Hud, as everyone called him, was certainly the most influential architect in the university's history. He designed, remodeled or built 22 of the principal buildings on campus. "Huddleston not only had the vision to plan the campus, he designed the buildings and he supervised the construction. He was able to implement his vision," observes Victor D. Azzi '51, who retired from the position of campus planner last year.

"He loved each and every one of his buildings," says Caroline Eaton Huddleston '49, the architect's daughter-in-law who now lives in Lancaster, N.H. "He wanted them to look like New England, like New Hampshire. He wanted them to look like they belonged there and weren't just dumped there."

Huddleston designed buildings in the 18th-century Federal/Georgian style, faced with water-struck red brick. Some of his trademarks were white woodwork, column-framed entrances, Palladian windows and peaked slate roofs with gables and moldings on the eaves. "He understood the classical language of architecture; he understood the grammar," says UNH professor David S. Andrew, the university's architectural historian. He adds that Huddleston was "one of the prime exponents of the Federal/Georgian style as it was understood in America."

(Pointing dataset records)
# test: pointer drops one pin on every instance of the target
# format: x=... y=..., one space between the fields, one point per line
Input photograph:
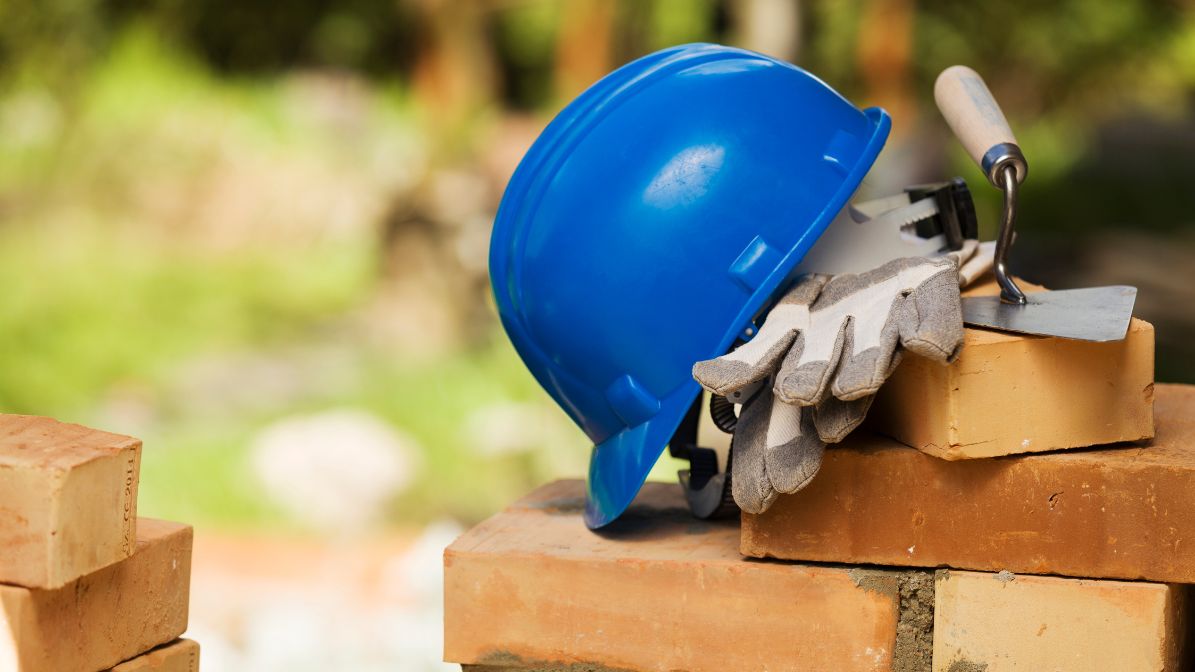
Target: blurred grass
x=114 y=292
---
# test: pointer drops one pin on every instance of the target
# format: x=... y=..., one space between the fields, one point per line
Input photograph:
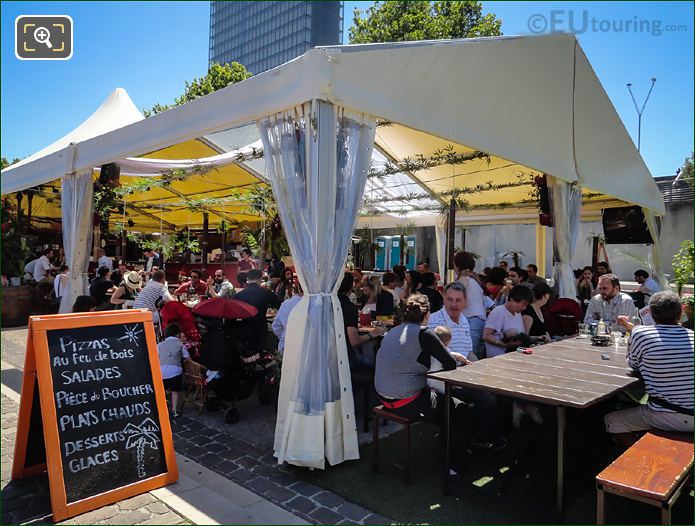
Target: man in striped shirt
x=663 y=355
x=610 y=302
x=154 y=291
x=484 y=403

*The problem*: Reproduce the passage above about the architect Huddleston word for word, starting at "Hud, as everyone" and ending at "planner last year.".

*Task response*:
Hud, as everyone called him, was certainly the most influential architect in the university's history. He designed, remodeled or built 22 of the principal buildings on campus. "Huddleston not only had the vision to plan the campus, he designed the buildings and he supervised the construction. He was able to implement his vision," observes Victor D. Azzi '51, who retired from the position of campus planner last year.